Task statement: Read through the lines below and copy the ones holding the string "player".

___ Task material

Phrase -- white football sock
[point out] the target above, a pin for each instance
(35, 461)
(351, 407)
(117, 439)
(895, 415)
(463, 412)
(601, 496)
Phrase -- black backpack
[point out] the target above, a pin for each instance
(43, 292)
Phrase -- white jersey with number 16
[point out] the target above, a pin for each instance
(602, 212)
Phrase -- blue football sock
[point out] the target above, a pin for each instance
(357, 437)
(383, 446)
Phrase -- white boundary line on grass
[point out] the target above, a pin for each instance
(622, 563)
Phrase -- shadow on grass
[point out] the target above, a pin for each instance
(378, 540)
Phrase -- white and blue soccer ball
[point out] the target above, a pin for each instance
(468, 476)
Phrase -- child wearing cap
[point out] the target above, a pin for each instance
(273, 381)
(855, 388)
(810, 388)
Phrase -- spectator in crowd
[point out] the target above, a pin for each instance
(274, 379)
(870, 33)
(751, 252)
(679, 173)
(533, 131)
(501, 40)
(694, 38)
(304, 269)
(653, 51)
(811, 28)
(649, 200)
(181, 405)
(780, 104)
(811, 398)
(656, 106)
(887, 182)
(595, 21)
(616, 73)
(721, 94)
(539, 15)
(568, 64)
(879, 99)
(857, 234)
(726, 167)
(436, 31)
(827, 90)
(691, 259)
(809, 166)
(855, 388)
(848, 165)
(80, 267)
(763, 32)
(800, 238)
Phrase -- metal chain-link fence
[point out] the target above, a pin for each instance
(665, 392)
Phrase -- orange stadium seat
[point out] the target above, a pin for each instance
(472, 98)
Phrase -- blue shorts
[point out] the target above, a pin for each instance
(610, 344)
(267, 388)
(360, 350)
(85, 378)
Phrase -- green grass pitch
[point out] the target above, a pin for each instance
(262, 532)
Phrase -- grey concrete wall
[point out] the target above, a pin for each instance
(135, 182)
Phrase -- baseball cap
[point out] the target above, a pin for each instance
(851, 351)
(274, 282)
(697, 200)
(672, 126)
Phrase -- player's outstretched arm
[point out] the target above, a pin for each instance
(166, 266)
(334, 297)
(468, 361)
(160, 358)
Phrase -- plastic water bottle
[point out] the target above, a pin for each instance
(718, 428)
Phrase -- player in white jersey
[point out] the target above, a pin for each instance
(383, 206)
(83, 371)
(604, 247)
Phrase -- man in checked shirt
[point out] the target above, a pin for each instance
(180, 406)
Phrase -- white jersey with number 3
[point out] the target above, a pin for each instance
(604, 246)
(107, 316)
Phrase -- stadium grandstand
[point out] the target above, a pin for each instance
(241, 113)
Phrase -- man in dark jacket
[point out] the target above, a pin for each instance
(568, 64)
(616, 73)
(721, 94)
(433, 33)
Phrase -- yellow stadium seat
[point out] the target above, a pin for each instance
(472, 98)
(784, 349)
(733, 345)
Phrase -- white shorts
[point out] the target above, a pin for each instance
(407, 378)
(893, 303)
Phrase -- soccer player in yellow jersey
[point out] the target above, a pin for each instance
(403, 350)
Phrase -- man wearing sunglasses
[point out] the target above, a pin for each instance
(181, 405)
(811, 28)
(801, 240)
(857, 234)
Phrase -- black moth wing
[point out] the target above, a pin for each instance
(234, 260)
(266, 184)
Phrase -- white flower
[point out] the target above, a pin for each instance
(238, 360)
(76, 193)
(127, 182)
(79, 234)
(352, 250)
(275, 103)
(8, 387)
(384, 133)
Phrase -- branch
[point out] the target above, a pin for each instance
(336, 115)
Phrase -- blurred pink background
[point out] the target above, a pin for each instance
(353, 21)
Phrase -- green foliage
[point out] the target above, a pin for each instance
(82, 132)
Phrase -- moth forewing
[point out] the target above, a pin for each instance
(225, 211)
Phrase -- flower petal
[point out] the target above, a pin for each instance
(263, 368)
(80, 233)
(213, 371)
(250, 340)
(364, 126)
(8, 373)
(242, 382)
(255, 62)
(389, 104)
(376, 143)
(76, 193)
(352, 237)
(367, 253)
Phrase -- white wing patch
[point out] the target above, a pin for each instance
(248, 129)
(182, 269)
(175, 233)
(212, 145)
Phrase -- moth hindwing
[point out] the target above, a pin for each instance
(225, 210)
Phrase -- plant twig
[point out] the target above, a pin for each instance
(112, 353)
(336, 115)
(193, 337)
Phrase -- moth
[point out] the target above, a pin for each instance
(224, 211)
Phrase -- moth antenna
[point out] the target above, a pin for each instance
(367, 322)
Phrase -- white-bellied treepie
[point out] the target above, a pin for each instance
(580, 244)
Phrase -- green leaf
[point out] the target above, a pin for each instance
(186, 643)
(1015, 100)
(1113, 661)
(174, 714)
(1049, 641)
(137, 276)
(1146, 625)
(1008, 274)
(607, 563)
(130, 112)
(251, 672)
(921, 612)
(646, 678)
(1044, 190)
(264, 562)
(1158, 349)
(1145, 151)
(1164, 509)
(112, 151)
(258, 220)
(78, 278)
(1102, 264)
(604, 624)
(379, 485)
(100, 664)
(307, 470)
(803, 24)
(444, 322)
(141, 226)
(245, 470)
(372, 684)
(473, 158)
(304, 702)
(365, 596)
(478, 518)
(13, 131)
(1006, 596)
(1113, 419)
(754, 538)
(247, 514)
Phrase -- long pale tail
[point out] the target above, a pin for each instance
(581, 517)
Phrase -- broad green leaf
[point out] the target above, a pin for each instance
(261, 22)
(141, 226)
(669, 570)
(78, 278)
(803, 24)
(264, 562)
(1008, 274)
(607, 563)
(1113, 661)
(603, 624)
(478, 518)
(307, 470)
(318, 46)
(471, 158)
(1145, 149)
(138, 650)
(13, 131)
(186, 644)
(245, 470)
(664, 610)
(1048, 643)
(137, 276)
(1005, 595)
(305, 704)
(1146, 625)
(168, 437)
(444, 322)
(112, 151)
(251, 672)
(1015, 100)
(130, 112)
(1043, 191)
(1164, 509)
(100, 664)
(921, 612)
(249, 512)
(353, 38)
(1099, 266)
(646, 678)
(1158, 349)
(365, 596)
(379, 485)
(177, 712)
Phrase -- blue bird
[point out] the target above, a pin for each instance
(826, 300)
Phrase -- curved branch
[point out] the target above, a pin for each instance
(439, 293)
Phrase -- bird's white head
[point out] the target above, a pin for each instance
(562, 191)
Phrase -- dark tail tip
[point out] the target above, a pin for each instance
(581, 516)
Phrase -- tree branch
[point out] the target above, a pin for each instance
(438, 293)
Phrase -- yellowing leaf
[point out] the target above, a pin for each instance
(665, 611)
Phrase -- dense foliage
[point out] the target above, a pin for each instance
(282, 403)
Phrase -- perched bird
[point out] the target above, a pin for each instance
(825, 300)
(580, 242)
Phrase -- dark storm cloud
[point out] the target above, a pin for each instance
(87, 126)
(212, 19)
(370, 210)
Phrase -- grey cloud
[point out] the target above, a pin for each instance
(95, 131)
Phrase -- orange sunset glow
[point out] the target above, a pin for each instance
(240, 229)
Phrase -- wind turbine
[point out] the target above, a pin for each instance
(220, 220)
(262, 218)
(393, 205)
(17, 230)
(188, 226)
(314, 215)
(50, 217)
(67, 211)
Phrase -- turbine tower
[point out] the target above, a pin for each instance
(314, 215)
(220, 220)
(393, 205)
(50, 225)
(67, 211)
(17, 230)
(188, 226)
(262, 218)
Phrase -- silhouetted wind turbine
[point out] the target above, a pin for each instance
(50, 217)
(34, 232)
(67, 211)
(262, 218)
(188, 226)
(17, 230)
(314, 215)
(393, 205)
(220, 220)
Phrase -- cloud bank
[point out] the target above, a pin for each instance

______
___ Task material

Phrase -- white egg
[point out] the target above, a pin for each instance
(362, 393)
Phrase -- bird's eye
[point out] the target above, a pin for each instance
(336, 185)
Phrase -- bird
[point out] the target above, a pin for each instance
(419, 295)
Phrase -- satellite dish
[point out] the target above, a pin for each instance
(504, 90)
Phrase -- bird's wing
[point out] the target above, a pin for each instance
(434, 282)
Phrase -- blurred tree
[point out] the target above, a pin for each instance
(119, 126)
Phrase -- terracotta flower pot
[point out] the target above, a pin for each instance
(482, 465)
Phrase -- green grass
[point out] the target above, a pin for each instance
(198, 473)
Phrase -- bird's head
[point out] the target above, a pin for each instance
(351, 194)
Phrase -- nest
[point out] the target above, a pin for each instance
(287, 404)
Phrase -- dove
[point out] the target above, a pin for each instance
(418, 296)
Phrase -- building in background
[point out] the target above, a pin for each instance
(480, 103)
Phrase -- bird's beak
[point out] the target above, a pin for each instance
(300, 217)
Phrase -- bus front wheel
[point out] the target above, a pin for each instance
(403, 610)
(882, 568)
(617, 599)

______

Exercise answer:
Phrase -- player's outstretched arm
Phrase -- player in white jersey
Phrase -- soccer player in yellow jersey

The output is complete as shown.